Aim. Pick up the campsite story about the motorcycle racers' night after the races and continue it from its last line.

Excerpted text.
------------------------------

Bent Words

Bent Words

September 15, 2009

Sitting in a circle, on the grounds of Road Africa, with a beer in each his own hand, we praised the weather but cursed the sun for its untimely withdrawal. We still had gas to drain, mysterious oil leaks to contemplate, catch cans to look over and none of us could find the LED flashlights we had been boasting about only a few hours earlier. But no one was in a hurry to make matters right. The races for the day were won and done. The forget-about-it chicken was well on its way. The booze and the boys, who were strangers before, were making the rounds from campsite to campsite. The youngsters were learning what pit bikes at night could do to an unbreakable frame. And the 'morrow had an eight hour gap between fix it and ride it...

So we were gathered. The bonding had begun. The old school Superbikers2 gang minus a good few. With experience in our pockets and the adrenaline not to care. We picked on those who weren't present and then nestled them fondly in our thoughts. "Those were the days..."

After the silence of necks bending back to seek out the stars in the non-city lights, someone motioned a small light toward a motor.

"Dude, you're pissing oil."

"From the motor?"

"I know... Tomorrow. Who needs a beer?"

"Ya know what this reminds me of?"

And we never mentioned his name -- not once -- but we were, most of us, on the same page.

"Head gasket night. In the men's bathroom. Tear down a motor the night before a race! Balls..."

Tools laid out on the concrete, next to the porcelain. Beers tabled on the sink. The echo of men's opinions and the laughter of one female, shooting photos without apologies. We stood about like doctors in the ER, watching and waiting for the verdict -- will it live or will it die?

"I've got a good shot, somewhere, of Laura 'using' the urinal."

"Yeah, well, I've got a few good 'head shots' of you, so let's not get nasty."

------------------------------

Given information.

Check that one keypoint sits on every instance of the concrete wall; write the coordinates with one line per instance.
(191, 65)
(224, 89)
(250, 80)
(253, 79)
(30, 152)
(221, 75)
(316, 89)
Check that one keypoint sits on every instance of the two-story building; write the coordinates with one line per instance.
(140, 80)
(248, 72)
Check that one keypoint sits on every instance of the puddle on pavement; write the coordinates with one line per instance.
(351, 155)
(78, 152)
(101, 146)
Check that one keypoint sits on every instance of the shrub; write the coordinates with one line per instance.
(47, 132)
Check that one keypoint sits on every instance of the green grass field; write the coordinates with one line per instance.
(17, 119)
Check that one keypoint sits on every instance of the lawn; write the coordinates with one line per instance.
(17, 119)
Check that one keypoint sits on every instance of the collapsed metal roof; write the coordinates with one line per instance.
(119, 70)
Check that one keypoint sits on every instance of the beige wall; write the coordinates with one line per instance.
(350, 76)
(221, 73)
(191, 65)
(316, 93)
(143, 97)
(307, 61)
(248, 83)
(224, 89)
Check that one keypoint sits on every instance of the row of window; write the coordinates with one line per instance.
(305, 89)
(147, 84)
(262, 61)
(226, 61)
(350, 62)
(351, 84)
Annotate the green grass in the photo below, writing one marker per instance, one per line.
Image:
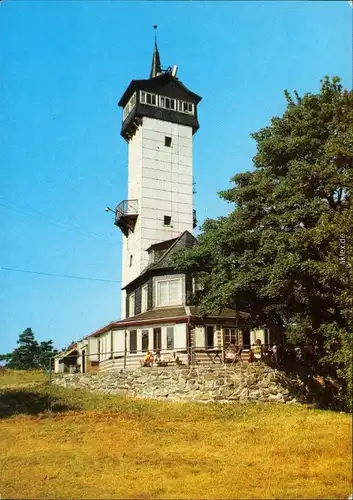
(16, 378)
(61, 443)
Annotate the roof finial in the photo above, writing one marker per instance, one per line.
(156, 63)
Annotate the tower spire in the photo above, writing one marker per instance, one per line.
(156, 62)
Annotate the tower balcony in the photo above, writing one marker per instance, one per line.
(194, 219)
(126, 214)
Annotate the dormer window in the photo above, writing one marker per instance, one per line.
(169, 292)
(144, 298)
(186, 107)
(167, 102)
(129, 106)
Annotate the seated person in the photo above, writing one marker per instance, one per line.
(158, 357)
(148, 360)
(257, 350)
(230, 353)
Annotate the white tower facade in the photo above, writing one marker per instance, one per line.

------------------------------

Right answer.
We recalled the battle, back and forth, just like the banter, between 204 and 617. The race day when 72 got the wheels and made the whole game unfair. 417 checking his leathers with strands of safety wire. The Kilkenny's increasing in number as another brother took to the track. There was the exchange of cables and insight, the discussion of tire pressures and rotors, the necessity of new spark plugs and grooves for a tire not ready for rain. We helped each other without want for a thanks.

We could pinpoint a moment in a race run eight years ago -- who was deft enough to eat a spot in the chicane, who it was running wide and pulling a spot in the grass, who made smoother transitions into the infield (like a slingshot) and who couldn't hack the dirt when it arrived. We remembered who did but it hardly mattered who won. The battle was between good friends. Each of them sought to take the upper hand but had a reason for when they did not. Really, it didn't matter.

"Before Benny and Schnabel got fast."

"Yeah, pre-factory bike days."

"No slipper clutches or massaged top ends."

"Skill before big bucks."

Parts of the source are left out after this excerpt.